Rows from a dataset
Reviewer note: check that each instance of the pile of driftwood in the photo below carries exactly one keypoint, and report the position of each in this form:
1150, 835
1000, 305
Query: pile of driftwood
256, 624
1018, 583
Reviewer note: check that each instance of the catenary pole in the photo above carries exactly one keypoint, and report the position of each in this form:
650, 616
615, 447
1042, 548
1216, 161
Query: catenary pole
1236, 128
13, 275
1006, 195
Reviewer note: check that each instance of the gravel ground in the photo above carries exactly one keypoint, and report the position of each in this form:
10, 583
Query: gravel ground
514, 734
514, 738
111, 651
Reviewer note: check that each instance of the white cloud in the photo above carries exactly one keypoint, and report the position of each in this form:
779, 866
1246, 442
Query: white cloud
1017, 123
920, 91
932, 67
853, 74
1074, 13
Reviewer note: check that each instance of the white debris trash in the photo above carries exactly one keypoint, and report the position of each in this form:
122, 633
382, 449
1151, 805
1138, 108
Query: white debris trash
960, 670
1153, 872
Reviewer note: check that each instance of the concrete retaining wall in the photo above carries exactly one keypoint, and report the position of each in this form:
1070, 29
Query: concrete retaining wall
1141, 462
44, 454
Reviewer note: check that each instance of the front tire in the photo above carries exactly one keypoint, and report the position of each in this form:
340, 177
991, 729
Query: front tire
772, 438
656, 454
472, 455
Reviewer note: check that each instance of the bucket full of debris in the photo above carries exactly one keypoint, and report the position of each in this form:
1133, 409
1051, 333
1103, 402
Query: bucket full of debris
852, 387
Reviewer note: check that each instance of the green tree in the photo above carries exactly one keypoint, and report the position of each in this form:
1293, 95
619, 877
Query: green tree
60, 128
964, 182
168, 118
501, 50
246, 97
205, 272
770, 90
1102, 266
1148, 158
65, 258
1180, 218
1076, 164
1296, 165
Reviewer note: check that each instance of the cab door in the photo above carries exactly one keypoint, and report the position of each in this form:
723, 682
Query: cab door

Prompt —
Please rescale the stretch of the data from the line containing "Reviewer note: check that each instance of the white cloud" through the end of the data, and reproduce every line of it. Multiply each answer coordinate by 1.15 and round to whole numbers with halves going up, but leave the sample coordinates right after each reviewer note unchanged.

Exercise result —
Reviewer note: check that each instance of the white cloud in the photo above carries exactly one keypoint, and report the position of each in this form:
779, 866
1246, 442
Query: white cloud
1170, 141
1058, 105
1072, 77
981, 85
1235, 15
Reviewer note: check that each instance of the white debris trash in the photo above carries exactly one keypoint, and report the position of each in this form:
122, 633
382, 449
1151, 805
1138, 108
Query: white debris trash
1104, 771
1326, 1003
Reviewer note: check that each instance of the concrete retaining wall in the photo above carries exactly one keypoint, and report the position of each in this form:
1070, 29
Query: concrete retaining wall
1312, 531
51, 522
Reviewer note: check that each instance of the front tire in the photo above carries exactly one keypoint, and report the position of each in this form:
340, 177
991, 729
Query: front tire
888, 504
754, 522
543, 523
Reviewer note: check that each instance of the bucket full of debris in the photo above carries exactly one keypoint, and report the position of each in this form:
1133, 409
1051, 333
1103, 402
Query: bucket full of debris
980, 445
Reviewer note: check that each instance of the green tree in the photo above carries exactly one keypoint, and report the position of each in this form:
1293, 95
619, 877
Query: green tree
69, 147
1109, 209
193, 136
576, 58
283, 112
236, 313
886, 104
1267, 306
1320, 182
75, 297
1357, 251
1237, 189
1490, 190
Reviewer note: check that each instance of the cab door in the photo above carries exactly one keypoint, and report the position of each in this form:
723, 682
Query: cab door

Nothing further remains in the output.